Exercise objective :: Reproduce exactly, and only, the lines running from the start of the entries below to the line containing "column shown above.".

Dataset records ::
^^^^^^^^^^^^^^^^

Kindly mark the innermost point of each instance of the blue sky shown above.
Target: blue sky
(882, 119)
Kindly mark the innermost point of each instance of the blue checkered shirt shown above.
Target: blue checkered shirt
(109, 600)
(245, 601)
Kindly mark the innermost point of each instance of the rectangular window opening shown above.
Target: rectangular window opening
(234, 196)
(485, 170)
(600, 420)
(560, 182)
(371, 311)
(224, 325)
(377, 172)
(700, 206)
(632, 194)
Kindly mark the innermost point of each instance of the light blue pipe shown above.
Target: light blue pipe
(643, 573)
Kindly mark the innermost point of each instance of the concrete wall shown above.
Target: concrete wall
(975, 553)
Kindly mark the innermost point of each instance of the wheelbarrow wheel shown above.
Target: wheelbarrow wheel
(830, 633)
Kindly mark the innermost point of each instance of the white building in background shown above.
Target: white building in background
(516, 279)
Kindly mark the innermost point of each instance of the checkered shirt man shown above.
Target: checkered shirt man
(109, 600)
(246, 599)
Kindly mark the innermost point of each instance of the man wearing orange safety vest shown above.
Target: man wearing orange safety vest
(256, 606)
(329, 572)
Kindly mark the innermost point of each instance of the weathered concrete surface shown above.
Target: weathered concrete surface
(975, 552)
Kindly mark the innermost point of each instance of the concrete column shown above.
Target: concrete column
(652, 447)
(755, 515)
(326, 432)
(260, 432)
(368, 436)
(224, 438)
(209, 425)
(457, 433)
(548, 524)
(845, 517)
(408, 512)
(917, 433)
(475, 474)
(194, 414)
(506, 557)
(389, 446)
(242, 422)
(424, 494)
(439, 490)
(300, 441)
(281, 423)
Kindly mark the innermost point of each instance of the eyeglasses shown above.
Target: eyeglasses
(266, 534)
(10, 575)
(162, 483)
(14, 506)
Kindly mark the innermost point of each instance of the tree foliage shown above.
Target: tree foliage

^^^^^^^^^^^^^^^^

Answer to this task ::
Kindly mark the innermost point of each instance of the blue sky shown above.
Target: blue sky
(882, 119)
Kindly mark the innermost point of each instance of the blue checkered shirt shown above.
Target: blue checkered shirt
(109, 600)
(245, 601)
Kindly mark the innermost point of each instance of the rectangular window opening shown above.
Target: rectangular window opening
(234, 196)
(485, 170)
(600, 420)
(560, 182)
(371, 311)
(224, 325)
(377, 172)
(700, 206)
(632, 194)
Kindly mark the innermost point of each instance of the light blue pipe shown above.
Target: light blue pipe
(643, 573)
Kindly mark the innermost point of each instance of the concrete wall shown above.
Target: concrete wall
(975, 553)
Kindly mark the innermost point of each instance of the wheelbarrow wheel shown above.
Target: wheelbarrow wheel
(830, 633)
Kindly mark the innermost point of each instance of the white building in background shown above.
Target: white building in background
(516, 279)
Kindly mark the innermost point of each instance of the checkered shirt man shown above.
Target: checkered shirt man
(109, 600)
(246, 599)
Kindly mark the innermost point of each instance of the man wearing orange safety vest shown above.
Target: man wearing orange safety vest
(256, 606)
(329, 572)
Kindly mark the innermost point of each instance of the weathered concrete surface shown above.
Target: weathered concrete surface
(975, 552)
Kindly mark the innermost point of each instance of the concrete column shown above.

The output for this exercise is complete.